[Image-grounded pointing data]
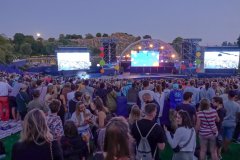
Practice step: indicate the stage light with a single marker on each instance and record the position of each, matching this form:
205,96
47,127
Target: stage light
38,35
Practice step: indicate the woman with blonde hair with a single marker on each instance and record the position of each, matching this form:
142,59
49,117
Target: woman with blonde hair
115,141
206,126
36,141
134,115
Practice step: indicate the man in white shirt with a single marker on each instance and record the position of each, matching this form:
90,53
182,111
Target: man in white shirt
5,88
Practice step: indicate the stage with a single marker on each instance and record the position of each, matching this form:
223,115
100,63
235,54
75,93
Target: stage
135,76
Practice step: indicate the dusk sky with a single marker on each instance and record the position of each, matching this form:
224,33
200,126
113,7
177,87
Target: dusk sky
214,21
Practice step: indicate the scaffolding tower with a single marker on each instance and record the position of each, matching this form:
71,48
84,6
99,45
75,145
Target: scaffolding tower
189,49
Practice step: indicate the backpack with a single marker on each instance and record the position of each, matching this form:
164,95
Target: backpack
143,149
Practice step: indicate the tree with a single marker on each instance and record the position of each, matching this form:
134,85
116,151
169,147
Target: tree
18,39
177,44
147,37
26,49
89,36
238,41
61,37
6,50
105,35
98,35
50,47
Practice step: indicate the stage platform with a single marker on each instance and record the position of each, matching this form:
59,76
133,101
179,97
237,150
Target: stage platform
138,76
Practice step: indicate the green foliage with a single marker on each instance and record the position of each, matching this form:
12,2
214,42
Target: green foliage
26,49
6,50
18,38
98,35
147,37
50,47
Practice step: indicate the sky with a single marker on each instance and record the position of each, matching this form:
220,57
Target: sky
214,21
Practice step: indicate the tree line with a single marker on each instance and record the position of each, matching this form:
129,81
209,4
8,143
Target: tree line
23,46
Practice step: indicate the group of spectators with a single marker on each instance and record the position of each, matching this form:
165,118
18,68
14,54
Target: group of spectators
113,119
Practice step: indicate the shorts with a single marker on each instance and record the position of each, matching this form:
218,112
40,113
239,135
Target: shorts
22,115
227,132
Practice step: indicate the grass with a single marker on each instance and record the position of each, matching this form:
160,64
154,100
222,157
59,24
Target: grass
232,154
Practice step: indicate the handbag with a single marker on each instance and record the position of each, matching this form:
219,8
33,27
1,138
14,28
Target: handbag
178,148
219,138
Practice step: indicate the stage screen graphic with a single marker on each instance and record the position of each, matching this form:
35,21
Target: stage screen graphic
221,60
144,59
73,61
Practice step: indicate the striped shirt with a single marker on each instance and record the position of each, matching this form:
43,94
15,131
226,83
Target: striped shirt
207,122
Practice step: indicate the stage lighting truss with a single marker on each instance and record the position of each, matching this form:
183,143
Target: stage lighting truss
166,51
109,45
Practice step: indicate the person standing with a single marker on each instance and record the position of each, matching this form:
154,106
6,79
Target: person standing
22,100
147,128
229,121
36,141
183,141
206,125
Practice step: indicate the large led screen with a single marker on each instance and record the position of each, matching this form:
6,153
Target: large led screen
220,60
144,58
73,61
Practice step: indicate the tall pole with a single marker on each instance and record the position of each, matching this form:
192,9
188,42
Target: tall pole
109,53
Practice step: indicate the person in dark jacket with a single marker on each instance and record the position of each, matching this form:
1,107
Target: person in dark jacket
74,148
22,99
73,102
36,141
102,92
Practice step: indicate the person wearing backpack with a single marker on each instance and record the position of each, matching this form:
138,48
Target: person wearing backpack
149,135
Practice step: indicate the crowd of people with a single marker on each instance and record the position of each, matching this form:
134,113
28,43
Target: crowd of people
113,119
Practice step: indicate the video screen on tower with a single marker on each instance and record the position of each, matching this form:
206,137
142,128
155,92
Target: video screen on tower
221,60
73,61
144,59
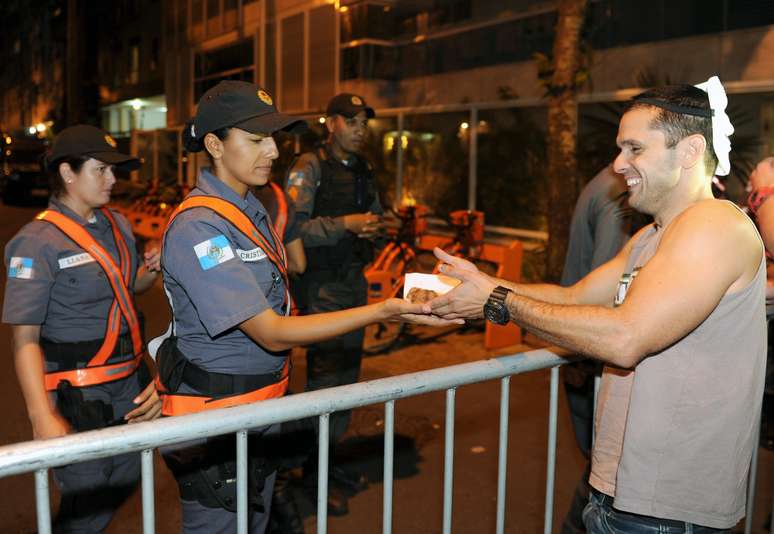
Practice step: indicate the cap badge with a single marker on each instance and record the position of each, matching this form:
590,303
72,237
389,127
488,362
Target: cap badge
265,98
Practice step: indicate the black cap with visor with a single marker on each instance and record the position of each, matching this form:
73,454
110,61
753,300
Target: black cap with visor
243,105
83,140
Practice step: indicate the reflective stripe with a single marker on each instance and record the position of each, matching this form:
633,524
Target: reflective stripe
122,304
90,376
182,404
282,210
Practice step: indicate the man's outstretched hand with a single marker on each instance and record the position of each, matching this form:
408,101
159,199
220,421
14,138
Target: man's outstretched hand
466,301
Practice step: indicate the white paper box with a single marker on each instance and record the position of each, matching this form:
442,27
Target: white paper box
439,283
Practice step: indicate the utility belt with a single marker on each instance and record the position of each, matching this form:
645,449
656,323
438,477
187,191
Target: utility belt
73,359
216,390
210,478
93,414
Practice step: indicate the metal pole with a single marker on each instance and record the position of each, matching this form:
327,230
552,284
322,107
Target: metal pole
502,455
748,520
399,164
472,157
42,501
552,419
242,482
322,476
148,502
389,454
448,464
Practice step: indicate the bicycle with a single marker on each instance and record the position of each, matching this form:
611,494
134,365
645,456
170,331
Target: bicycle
403,254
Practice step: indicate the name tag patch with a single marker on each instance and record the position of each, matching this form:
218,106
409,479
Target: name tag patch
20,267
213,252
256,254
75,260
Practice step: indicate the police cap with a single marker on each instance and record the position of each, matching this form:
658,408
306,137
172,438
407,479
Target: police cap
348,105
243,105
84,140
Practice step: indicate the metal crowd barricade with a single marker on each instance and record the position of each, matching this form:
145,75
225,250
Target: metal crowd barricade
39,456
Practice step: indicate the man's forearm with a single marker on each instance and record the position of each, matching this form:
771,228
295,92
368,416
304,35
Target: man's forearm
550,293
595,331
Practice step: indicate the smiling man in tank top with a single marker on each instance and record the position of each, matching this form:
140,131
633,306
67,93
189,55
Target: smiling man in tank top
678,318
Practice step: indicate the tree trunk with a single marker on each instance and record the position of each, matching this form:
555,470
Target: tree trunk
563,179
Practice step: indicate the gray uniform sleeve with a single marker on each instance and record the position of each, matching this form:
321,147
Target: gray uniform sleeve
31,268
303,180
200,256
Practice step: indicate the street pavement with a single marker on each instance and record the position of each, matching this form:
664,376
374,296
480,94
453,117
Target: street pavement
419,445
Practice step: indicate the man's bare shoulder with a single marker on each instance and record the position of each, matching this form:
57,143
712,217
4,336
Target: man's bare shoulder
716,233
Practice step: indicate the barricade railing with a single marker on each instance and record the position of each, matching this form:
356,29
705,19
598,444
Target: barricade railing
39,456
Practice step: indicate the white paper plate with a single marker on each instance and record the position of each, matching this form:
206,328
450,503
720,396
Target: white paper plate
433,282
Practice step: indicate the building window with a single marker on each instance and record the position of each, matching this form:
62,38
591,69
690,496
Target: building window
234,62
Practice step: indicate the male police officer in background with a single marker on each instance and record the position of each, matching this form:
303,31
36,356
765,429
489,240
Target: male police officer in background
339,213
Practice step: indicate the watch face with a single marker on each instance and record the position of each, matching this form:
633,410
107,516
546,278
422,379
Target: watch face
496,312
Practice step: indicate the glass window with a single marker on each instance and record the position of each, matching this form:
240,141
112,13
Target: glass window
380,150
322,55
435,160
292,64
511,167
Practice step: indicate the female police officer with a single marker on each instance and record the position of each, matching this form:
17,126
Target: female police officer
225,271
78,350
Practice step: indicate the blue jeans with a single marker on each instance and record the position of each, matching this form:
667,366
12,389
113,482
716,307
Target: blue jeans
601,518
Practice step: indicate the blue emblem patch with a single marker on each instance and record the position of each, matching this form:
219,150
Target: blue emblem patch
213,252
20,268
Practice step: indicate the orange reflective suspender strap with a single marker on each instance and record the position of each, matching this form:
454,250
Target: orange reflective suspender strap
182,404
242,222
91,376
95,372
282,210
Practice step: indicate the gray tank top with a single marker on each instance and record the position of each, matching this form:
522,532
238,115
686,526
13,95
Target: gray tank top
693,410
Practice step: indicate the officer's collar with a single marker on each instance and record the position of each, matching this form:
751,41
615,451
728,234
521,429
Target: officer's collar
210,184
57,205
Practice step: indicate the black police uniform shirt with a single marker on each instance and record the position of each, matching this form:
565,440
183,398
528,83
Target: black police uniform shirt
217,278
303,180
54,283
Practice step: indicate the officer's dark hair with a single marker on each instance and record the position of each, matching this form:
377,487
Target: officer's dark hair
675,125
55,179
193,144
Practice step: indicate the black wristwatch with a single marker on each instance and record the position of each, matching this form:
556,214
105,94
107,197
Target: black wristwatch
495,309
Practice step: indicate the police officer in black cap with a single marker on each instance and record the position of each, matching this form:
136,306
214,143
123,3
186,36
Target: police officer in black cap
340,215
78,348
226,274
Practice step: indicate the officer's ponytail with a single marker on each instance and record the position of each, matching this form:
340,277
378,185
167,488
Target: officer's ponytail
190,142
51,168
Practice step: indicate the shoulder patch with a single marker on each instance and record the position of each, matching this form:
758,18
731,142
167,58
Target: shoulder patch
213,252
20,267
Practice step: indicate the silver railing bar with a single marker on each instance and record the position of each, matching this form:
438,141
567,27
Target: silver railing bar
389,456
553,411
322,474
83,446
448,461
148,496
502,454
43,507
242,506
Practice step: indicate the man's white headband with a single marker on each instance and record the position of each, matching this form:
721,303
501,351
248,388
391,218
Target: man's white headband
721,124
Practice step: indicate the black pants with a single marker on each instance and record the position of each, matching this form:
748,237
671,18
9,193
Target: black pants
335,362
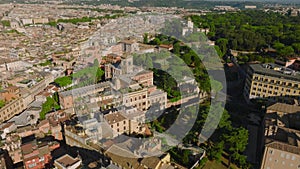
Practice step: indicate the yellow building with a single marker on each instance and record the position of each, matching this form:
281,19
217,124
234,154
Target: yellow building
272,82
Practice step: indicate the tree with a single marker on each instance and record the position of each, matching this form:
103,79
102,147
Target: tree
296,47
286,51
2,103
176,48
185,158
236,140
222,43
145,40
215,152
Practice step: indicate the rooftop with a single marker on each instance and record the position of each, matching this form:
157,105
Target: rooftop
275,70
284,147
67,161
286,108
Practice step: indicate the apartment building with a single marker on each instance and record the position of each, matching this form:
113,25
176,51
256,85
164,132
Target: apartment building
272,82
20,99
67,162
5,160
36,154
281,137
67,98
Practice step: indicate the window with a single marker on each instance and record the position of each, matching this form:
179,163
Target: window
293,158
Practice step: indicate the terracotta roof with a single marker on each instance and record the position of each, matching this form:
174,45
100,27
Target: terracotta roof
67,160
284,147
113,118
286,108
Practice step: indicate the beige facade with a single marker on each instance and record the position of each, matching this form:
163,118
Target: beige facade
117,122
281,156
11,109
271,84
281,137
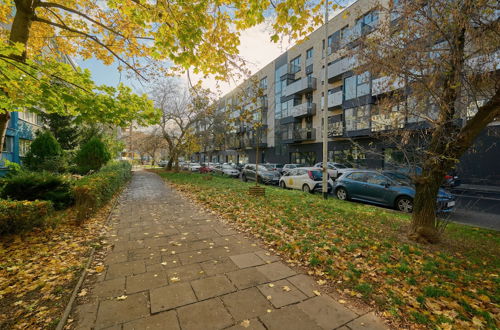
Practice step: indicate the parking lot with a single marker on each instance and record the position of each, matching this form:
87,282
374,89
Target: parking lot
388,189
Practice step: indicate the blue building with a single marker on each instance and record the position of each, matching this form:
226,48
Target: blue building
21,131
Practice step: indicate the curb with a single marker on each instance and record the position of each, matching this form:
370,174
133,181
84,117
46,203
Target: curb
69,306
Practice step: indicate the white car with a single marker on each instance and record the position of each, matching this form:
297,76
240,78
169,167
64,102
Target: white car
335,169
230,171
194,167
308,179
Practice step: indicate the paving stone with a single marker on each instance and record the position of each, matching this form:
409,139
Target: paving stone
289,318
279,295
304,283
205,315
367,321
220,266
146,281
326,312
246,304
185,273
114,311
247,260
266,256
86,315
124,269
275,271
171,296
161,321
192,257
111,288
245,278
212,286
254,324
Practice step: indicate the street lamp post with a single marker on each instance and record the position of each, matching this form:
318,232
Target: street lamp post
325,109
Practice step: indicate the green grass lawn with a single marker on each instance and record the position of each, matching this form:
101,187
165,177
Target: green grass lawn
363,252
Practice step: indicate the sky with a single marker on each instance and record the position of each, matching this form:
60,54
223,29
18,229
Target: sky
256,48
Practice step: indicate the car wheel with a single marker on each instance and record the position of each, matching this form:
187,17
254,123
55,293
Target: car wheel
341,194
404,204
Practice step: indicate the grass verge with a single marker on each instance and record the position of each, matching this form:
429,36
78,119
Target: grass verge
363,253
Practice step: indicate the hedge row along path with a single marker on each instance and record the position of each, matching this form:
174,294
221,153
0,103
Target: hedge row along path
174,265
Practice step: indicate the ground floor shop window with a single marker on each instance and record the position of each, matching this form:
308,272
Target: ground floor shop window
303,158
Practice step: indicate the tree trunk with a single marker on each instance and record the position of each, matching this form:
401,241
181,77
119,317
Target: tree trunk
19,33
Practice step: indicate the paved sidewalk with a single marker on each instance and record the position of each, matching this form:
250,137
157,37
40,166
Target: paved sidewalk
174,266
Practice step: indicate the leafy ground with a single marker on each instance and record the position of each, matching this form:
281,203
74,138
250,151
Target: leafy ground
39,270
362,252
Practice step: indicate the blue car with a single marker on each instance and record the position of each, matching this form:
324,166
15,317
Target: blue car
390,189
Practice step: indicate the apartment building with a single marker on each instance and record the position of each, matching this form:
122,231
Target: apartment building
291,106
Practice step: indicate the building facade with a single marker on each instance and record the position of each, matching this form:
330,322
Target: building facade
21,131
292,99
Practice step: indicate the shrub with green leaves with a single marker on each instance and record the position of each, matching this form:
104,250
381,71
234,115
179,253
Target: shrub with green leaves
20,216
45,154
92,156
94,190
33,186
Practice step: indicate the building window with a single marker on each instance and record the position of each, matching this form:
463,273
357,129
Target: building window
295,65
357,118
385,119
309,53
357,86
8,144
24,147
263,83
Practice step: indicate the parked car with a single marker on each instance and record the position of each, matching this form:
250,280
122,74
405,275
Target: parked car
229,170
288,167
275,167
263,174
334,169
204,168
307,179
384,189
194,167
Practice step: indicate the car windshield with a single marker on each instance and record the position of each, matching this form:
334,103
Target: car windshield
399,177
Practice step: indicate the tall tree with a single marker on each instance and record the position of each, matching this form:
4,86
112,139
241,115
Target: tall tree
437,60
203,35
181,110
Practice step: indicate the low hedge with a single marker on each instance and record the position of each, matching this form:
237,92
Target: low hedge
20,216
93,191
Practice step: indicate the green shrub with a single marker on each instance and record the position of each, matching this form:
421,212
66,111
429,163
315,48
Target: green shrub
92,156
20,216
45,154
94,190
33,186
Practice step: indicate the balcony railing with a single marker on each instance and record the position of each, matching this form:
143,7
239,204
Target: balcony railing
304,134
300,86
304,109
384,84
335,99
342,66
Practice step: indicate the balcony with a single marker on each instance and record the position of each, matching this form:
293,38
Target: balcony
344,65
304,109
334,99
385,84
304,134
300,86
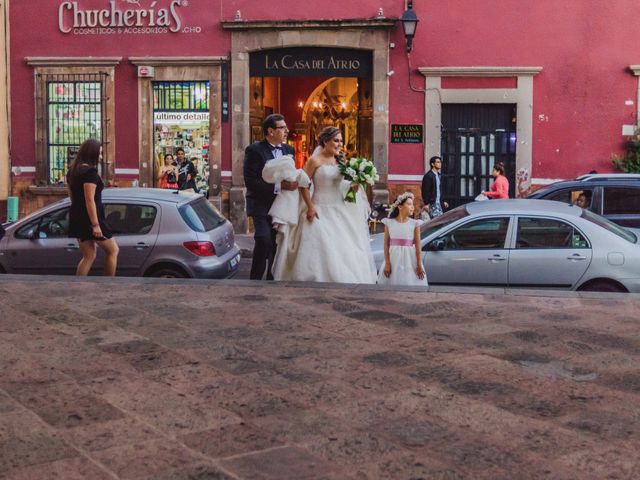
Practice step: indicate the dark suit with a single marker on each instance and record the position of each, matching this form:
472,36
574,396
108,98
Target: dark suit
260,196
429,188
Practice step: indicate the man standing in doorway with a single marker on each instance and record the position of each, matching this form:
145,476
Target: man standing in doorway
260,194
432,189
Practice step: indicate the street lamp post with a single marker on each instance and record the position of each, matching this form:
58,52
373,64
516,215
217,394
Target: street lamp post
409,21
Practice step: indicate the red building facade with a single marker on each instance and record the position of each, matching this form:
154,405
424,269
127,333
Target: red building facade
548,90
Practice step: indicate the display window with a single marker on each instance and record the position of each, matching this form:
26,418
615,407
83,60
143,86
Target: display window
181,120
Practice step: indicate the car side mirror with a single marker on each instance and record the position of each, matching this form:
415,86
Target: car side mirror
435,245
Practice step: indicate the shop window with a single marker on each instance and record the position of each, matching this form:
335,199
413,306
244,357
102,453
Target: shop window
75,111
181,120
74,102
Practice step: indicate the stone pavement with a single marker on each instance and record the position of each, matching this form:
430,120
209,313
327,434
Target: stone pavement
160,379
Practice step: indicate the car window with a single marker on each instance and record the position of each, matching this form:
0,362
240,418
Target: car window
130,219
442,221
27,230
51,225
621,201
609,225
548,233
484,233
581,197
200,215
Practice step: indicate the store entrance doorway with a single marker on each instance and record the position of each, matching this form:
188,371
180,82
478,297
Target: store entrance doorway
314,88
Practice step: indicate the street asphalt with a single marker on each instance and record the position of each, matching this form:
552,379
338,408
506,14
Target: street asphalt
186,379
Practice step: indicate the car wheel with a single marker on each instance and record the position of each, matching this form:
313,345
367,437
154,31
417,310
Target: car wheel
602,286
168,272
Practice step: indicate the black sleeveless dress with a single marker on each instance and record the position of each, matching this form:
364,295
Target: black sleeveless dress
79,223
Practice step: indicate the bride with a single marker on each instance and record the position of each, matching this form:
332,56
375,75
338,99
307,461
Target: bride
331,241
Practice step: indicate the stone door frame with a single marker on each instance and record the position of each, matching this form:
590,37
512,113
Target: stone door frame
251,36
521,96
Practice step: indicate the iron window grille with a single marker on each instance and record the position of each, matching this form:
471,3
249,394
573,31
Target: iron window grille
74,107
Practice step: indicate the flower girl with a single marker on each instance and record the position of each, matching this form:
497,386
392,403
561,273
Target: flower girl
402,255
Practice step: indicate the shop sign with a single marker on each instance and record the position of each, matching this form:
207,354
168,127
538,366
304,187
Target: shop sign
124,17
406,133
177,118
311,61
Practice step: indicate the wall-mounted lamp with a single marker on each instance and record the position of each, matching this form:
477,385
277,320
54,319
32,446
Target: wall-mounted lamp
409,21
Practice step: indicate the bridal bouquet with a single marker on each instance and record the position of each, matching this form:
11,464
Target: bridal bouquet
357,170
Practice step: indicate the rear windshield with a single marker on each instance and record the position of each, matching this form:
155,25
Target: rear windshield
200,215
608,225
442,221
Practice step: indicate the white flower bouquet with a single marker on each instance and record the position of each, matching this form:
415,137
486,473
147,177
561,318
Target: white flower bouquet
360,171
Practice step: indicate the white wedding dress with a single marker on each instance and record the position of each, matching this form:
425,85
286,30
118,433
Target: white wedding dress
333,247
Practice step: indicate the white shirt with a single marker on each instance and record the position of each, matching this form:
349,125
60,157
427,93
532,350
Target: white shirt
276,151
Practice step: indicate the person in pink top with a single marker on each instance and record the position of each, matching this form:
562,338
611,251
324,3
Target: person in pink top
500,187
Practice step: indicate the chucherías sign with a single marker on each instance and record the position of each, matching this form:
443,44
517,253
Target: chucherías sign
123,16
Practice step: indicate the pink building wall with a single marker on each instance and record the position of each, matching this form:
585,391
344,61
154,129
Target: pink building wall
582,97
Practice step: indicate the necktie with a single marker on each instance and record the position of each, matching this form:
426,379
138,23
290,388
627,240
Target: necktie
276,151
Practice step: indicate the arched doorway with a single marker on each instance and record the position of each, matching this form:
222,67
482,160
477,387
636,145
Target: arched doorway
250,37
311,103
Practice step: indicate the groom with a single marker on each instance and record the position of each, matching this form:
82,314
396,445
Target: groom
260,194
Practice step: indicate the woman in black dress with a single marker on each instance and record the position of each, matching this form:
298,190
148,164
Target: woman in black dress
86,216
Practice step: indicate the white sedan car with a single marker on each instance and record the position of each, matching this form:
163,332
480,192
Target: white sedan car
529,244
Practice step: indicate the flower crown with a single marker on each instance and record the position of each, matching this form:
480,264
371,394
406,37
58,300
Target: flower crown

-- ACTIVITY --
Whenever a line in the entries holds the word "crown", copy that line.

-- RESPONSE AREA --
Practice step: indicate the flower crown with a single marker on each instance and record the position of each, matching this form:
Target: flower crown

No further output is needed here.